Provided text:

━━━━━━━━

Psychochild's Blog

A developer's musings on game development and writing.

27 August, 2015

Building a game: forming the team
Filed under: — Psychochild @ 6:33 AM

Blaugust, day 27

Now that I’ve discussed the fundamentals of the game, it’s time to put serious thought toward the fundamentals of the people making the game. Time to form the team.

Note that I would probably start thinking about the team before making solid decisions about the rest of the game. The game is going to be made by the entire team, not just me, so I would want to get a good team together and have them provide input.

This is also one of the most important decisions I will make, because salaries and benefits will almost certainly be my largest expense. In order to maximize my budget, I will need to get good people.

The trinity

There’s a trinity of developer types: Programmers, Designers, Artists. Not quite like the MMO’s holy trinity, and I don’t feel like torturing the metaphor to make it work right now. ;) But, you need all three roles filled.

Of course, some people are good enough to cover multiple positions. For example, I’m a Programmer/Designer multi-class character. But, Art is often well beyond my capabilities. So, you can often get away with two people filling out the roles, often a programmer and artist sharing some of the design roles. In extreme cases in indie games, you have one person doing it all.

There is also other business-related people needed to get the game into the hands of the players. I’ll talk about those later.

━━━━━━━━

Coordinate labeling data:
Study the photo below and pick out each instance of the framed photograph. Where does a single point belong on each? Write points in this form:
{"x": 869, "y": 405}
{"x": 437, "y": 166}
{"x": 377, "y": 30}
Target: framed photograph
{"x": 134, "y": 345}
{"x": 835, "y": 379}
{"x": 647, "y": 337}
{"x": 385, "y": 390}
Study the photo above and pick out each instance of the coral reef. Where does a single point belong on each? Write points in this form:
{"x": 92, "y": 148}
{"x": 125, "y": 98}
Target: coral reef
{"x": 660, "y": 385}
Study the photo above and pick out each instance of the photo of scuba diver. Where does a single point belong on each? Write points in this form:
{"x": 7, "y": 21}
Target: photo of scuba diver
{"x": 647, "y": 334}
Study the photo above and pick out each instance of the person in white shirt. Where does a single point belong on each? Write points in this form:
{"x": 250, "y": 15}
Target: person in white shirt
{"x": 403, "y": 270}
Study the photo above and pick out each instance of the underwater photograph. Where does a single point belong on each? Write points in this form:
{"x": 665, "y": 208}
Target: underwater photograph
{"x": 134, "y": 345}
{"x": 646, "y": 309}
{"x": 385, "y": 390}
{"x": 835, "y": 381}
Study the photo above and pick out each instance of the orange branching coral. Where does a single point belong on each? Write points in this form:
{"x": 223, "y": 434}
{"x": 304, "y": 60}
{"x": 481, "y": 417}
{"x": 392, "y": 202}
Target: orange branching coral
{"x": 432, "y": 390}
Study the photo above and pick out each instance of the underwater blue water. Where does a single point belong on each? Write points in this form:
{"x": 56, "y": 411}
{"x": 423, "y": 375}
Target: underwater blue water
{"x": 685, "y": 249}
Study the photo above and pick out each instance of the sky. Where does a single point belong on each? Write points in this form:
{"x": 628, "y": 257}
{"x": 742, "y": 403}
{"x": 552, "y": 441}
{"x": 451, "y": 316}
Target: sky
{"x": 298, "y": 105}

━━━━━━━━

Written tasks:
1. Count the lines in the records that contain the string "person", treating case as significant, and reply with only the number.
2. Continue the blog post on forming a game development team, picking up after its final sentence.
The blog post and the records are unrelated to each other.

Results of the exercise:
1. 2

2.
The goal is to start small and grow as you need. So, at the beginning, I might want one programmer, one designer, and one artist. If I were leading the project, I might step into one role myself at the very beginning. Eventually these people will become the leads of their respective departments. Initially their role is to give feedback on the fundamental questions already answered in my previous posts this week, and to consider the consequences of those decisions. The artist might create art that appeals to our target audience, the designer might start coming up games we could analyze in the same market, and the programmer would start looking at software and limitations on the platform(s) of choice to help guide further decisions.

As the team grows, I’ll want to bring on more people who can help out with vital tasks. On the art side, I’d probably want to bring in some concept artists early to start getting a feel for the art style. Once the technology is established, I would want to bring on artists to work on simple assets for the prototype. I’d likely want a modeller and a texture artist along with an animator if the game is going to be a 3D affair. For design, I might bring on a writer to help establish the basic story for the game in its setting, and more designers to help flesh out individual systems that the lead designer has planned out. For programming, I would bring on generalists at the beginning, and get more specialists (such as engine programmers, or rendering savants) as needed.

Unfortunately, there is no one-size-fits-all guide to the number of people you need. Some groups have lots of artists to generate a lot of eye-catching concept art, while others have lots of programmers to have a good technical foundation for the game. In a larger company, you might want to focus on getting something actually playable to demonstrate the core gameplay. In a startup, you might focus a bit more on something flashy and impressive looking to wow potential investors who may not understand a simple squares/cubes prototype.

Structure and hierarchy

As the team grows, you start needing a fourth type of person to complement the trinity, Managers. (They’re kinda like crowd control, literally. No need to even torture the metaphor.) Eventually the team will probably grow past the point where everyone can stay in touch with everyone else. Communication tends to fall by the wayside when people hit their stride and focus on producing stuff for the game. Plus, it’s generally a good idea to have someone keep an eye on how things are progressing and to make the final decision when there is a dilemma. “Development by committee” is fine if you have a flexible schedule, but few teams have that luxury.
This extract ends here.